_READING TEXT:_

=== Begin Enclosure ===

Thursday, May 5, 2016

Post on random stream of consciousness musings from a musing muse coming to you at one million silvery watts of awesomness.

First, lets just say that I haven't posted for a while so lots of things are going to bubble up and find a home in this particular blog which will be called "The Birthday Blog," because yes, that's a good name for a blog right?

1. Netflix-Now I live under a rock most of the time, but it's a nice rock and I like it so because of that i have never sat down and looked around Netflix and binged watched anything yet. That is until nowwwwwww. I think the other reason is that I don't own a TV, but that is for good reasons too, #1 being that I get wayyyyyyy more writing done without one. And that's the only reason this young Lawrence of Arabia of the University District needs by golly!

I love watching documentaries because they are just so cool and learny and so far on the Net'sflix I have found tons and great ones, for example one about Ninja warriors where they saith that Ninjas didn't even eat sweets or onions or even garlic because if they did then samurai guards could smell them coming in the night! That's just so amazingly cool and also a dose of reality that I will never be a great ninja warrior because for that reason among many others of course. I don't think being known as the "burpy and flatulent ninja"
would strike fear into anyone let alone crazy strong samurai, if there were any around anymore that is.

So, during one sessoin of perusing the Net'sflix I found a new mucho favorito showo called The Unbreakable Kimmy Schmidt and it's awesome and just so funny that I can't stop rewatching it over again even though I burned through the first two and only two seasons in like three days and now feel that I've lost a dear friend that I won't get to see again, that is until a third season comes on which I can't wait for. I did this doing something I invented called "binge watching" a TV show. And from here on out I do copyright that saying for all time.

The gist of this show on the Net'sflix is that Kimmy Schmidt was kidnapped at 15 years old and kept underground in an apocalypse cult by an evil reverend in a bunker and after 15 years she finally gets freed.

=== End Enclosure ===

_SOURCE INFORMATION:_
=== Begin Enclosure ===

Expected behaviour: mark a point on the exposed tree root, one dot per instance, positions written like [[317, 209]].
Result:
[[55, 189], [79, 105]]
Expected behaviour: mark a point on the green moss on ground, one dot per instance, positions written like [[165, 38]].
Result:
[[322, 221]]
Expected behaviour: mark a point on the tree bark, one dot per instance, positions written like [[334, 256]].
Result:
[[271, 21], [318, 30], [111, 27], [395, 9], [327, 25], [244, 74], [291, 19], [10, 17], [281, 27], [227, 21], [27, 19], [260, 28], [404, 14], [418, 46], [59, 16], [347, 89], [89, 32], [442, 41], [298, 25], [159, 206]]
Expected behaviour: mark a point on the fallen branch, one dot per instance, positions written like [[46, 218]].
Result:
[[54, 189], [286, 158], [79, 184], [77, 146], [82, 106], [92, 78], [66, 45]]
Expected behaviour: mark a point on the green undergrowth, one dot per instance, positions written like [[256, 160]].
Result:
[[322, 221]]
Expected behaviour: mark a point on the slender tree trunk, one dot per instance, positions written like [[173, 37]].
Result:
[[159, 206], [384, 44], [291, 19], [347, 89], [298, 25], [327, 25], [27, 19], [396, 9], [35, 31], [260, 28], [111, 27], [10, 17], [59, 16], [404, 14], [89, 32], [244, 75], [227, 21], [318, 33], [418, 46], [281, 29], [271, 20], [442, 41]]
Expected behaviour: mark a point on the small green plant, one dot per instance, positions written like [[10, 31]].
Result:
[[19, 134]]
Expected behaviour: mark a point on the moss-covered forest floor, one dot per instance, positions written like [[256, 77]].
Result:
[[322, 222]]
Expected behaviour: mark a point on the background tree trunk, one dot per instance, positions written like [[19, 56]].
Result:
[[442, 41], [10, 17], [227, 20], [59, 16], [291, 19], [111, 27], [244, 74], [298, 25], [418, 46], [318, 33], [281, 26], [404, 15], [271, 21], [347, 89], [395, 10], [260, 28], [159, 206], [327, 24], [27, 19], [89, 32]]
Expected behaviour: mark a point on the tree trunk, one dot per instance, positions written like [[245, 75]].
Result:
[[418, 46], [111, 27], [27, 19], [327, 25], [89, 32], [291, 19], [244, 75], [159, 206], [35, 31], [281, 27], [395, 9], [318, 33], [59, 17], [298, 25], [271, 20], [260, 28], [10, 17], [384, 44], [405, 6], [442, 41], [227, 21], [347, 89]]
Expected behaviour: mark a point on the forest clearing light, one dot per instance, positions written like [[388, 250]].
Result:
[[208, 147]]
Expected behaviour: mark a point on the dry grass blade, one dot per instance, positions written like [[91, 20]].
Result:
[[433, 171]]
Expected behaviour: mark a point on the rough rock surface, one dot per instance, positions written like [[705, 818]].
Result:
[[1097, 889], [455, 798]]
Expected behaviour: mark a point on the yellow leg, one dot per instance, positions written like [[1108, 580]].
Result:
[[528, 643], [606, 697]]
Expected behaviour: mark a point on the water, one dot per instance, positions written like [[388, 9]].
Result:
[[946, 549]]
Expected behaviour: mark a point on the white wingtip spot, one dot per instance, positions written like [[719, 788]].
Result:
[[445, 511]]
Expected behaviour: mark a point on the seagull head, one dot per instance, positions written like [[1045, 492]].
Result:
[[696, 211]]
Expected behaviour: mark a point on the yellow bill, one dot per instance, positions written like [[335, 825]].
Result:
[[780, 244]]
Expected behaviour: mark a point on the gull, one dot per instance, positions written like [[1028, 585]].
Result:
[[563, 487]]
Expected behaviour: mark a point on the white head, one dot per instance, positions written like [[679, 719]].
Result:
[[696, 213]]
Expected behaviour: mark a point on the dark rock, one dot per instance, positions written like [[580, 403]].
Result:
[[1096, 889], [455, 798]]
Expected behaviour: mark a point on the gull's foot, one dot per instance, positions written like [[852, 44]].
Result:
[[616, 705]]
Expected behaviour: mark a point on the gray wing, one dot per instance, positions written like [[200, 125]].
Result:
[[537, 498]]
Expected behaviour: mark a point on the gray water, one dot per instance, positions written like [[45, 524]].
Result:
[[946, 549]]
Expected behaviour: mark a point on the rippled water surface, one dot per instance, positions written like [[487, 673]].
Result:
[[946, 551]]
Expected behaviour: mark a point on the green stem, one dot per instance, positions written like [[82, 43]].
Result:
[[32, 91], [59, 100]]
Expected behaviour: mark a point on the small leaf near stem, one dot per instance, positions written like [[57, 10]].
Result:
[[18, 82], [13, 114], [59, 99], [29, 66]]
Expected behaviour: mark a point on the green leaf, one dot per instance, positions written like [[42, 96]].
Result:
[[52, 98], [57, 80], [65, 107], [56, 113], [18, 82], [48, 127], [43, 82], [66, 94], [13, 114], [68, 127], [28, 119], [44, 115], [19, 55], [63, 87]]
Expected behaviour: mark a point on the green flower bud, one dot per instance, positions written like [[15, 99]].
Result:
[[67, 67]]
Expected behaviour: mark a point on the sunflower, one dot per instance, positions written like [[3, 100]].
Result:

=== End Enclosure ===

_TASKS TO CARRY OUT:_
1. Copy from the blog post everything from "Thursday, May 5, 2016" down to "a blog right?".
2. Decide whether each statement agrees with the blog post, answering yes or no and quoting the words that settle it: (a) The writer owns a TV. (b) Kimmy Schmidt was kidnapped at 15 years old. (c) The writer watched the first two seasons of the show in about a week.
3. Continue the blog post about Netflix from its last sentence.
None of the lines are needed here.

_TASK-BY-TASK ANSWERS:_
1.
Thursday, May 5, 2016

Post on random stream of consciousness musings from a musing muse coming to you at one million silvery watts of awesomness.

First, lets just say that I haven't posted for a while so lots of things are going to bubble up and find a home in this particular blog which will be called "The Birthday Blog," because yes, that's a good name for a blog right?

2.
(a) No: "I don't own a TV"
(b) Yes: "Kimmy Schmidt was kidnapped at 15 years old"
(c) No: "I burned through the first two and only two seasons in like three days"

3.
She and her three other bunker mates are instantly famous and known as "the Indiana Mole Women," and Kimmy decides to live in New York City which of course is the exact opposite of a secluded strange bunker with only four other people in it. Let's just say that Kimmy is a huge fish out of water and the resulting culture shock is the hilarious underlying pulse to the show. I definitely recommend this show to anyone who likes shows and to laugh at said shows.

2. Next I watched Bloodsport with Jean Claude Van Damme who has to be one of the best martial arts actors not named Bruce Lee or Jackie Chan. I would even put him above Mr. Chan. Ahh, Bloodsport, a movie I hadn't seen since I was 13 and just blasted me with unintentional comedy and in a good way like all cheesy 80's and early 90's action movies should do. In fact in watching it again I learned at the end via helpful white text before the end credits that it was based upon the real life accomplishments of a martial arts fighter named Frank Dux who was Kumite champion and even founded his own fighting style called Dux-Ryu which I guess is a type of ninjitsu? Maybe? Or a form of self defense hairstyling?

Anyway, it is here that I end mine ode to Netflix, who even though has killed Blockbuster forever and was inaccessible to me until I started working for a certain client, I do bow to with great respect. But I also warn you Netflix not to get cheeky and take off or prevent lots of great and older movies from being available for dumb, petty disagreements with movie studios whose executives already go home and dive into their Scrooge McDuck money silos at the end of the day anyway. 

Oh yeah and today is my birthday! Yeah, now Sionara and hasta la vista babies!